Valuing the business on current sales and earnings is a starting point, but any buyer will have to land at Waterstone’s with their strategy fully formed.
- How many stores are sustainable for the foreseeable future – say, for three years?
- How many stores have lease-ends coming up? Are there any that you wouldn’t let go, if the opportunity arose?
- What will be the cost of taking the business down to a credible size? Will a CVA be required to get rid of unwanted leases?
- What level of infrastructure will be required to service a smaller business? Will the chain still be “national”?
- Do you exit academic altogether?
- Jobs will be lost – how many? And how will those who remain be encouraged and incentivised to restart Waterstone’s as a new entity?
- What is the role of digital in the new model? No business can ever match Amazon’s, Apple’s or Google’s ability to invest in any sector that they wish to focus on, so how can a digital presence provide a genuine alternative to the big players, and how will customers be persuaded to switch from the default provider and build their loyalty?
- Waterstone’s has a unique cultural position in the UK. Furniture chains can come and go, and a brief mention in the financial pages (“150 shops will shut and 1200 jobs will be lost”) is all the public sees – whereas one high-profile closure or strategic shift at Waterstone’s will keep the business, arts and comment pages busy for weeks. How will the new owner manage this involuntary time in the spotlight?
- Finally, most important of all – after the surgery, how will you grow the business? There are 18 months to kitchen-sink the bad news, then the newly formed Waterstone’s has to start growing again.
To summarise, what will the “final” shape of the business be, and how many people, buildings and facilities will have to be shed in order to reach that position? What will that cost, and what will be the earnings and growth prospects of the new small business?

+ + + +

:: ASSIGNED TASK 1 ::
Rewrite the Waterstone’s questions starting at "- How many stores have" and ending at "exit academic altogether?", substituting "support" for "infrastructure".
:: ASSIGNED TASK 2 ::
List every company named in the Waterstone’s questions.

:: DATASET RECORDS ::
+ + + +

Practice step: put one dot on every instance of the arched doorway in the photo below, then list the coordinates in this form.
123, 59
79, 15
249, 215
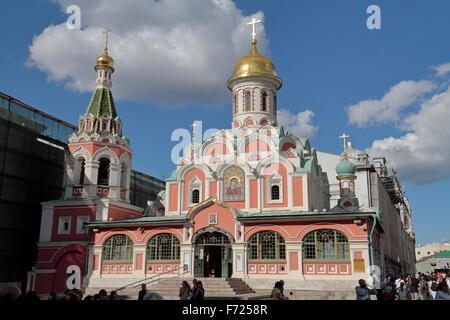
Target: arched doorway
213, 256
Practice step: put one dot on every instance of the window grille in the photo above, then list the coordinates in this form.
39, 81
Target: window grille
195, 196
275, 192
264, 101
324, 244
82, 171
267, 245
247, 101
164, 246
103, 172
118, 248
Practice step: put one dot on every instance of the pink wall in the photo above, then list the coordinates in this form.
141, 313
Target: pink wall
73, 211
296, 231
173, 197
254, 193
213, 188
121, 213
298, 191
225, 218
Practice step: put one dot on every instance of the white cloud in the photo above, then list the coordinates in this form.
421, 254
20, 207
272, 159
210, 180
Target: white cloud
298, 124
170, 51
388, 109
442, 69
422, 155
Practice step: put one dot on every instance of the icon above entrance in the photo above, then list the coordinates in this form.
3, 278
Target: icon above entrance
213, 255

+ + + +

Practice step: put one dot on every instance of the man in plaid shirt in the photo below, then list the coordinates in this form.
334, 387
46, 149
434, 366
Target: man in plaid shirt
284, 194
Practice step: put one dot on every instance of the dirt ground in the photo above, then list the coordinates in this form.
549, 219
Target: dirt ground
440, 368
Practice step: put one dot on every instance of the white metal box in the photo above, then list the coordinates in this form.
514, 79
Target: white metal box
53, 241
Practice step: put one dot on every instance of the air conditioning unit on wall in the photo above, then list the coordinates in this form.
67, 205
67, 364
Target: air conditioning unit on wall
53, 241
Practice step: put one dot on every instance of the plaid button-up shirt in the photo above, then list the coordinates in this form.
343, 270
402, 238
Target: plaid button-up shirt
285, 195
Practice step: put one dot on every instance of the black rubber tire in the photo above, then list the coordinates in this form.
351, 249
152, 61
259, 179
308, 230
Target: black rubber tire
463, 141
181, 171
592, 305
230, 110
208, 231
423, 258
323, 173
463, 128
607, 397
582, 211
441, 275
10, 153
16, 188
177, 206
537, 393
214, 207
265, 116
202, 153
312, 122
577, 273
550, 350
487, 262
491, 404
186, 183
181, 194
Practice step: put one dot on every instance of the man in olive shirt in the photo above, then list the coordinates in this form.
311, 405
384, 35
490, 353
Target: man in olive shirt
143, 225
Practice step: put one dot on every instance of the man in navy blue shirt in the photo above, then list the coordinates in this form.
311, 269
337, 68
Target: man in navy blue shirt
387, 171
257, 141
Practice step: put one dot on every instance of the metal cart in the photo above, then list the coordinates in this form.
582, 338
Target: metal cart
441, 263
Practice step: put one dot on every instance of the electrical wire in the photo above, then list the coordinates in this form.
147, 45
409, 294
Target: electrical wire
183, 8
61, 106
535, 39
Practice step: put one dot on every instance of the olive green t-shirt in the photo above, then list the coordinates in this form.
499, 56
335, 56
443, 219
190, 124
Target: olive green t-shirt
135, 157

+ + + +

:: RESPONSE BOX 1 ::
- How many stores have lease-ends coming up? Are there any that you wouldn’t let go, if the opportunity arose?
- What will be the cost of taking the business down to a credible size? Will a CVA be required to get rid of unwanted leases?
- What level of support will be required to service a smaller business? Will the chain still be “national”?
- Do you exit academic altogether?

:: RESPONSE BOX 2 ::
Waterstone’s, Amazon, Apple, Google